[Problema proposto] De acordo com o texto selecionado, qual é o principal elemento em que se apoiou a cristalização dos fundamentos da modernidade?

==== Texto selecionado

Assim, a sobremodernidade se caracteriza pelo excesso dos elementos onde se apoiaram a cristalização dos fundamentos da era que ficou conhecida como modernidade, sendo a autonomia do sujeito do conhecimento o principal deles. O sujeito moderno, abandonado pelos deuses e rebatido na sua própria finitude encontra na razão a principal força de construção do seu mundo. Contudo os caminhos do “animal racional” desembocaram, mais uma vez no “caminho trilhado pelos homens de duas cabeças” e se tornaram os descaminhos que os levou a crise e reconstrução desta realidade. Desde sempre marcada pelo ritmo das profundas e frequentes transformações da impermanência e da transitoriedade, a ordenação dos espaços de saber e de trânsito das forças relacionadas encontram na diferença excedente sobremoderna, seu novo fundamento. Fluido, volátil, desregulado, transitório, virtual e definitivamente assombrado pelo imponderável, incapaz de ser mensurado pelos instrumentos da razão instrumental.

========
==== Amostra de dados

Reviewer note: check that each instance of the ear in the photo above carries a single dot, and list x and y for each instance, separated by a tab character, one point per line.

========

[Solução escrita] A autonomia do sujeito do conhecimento.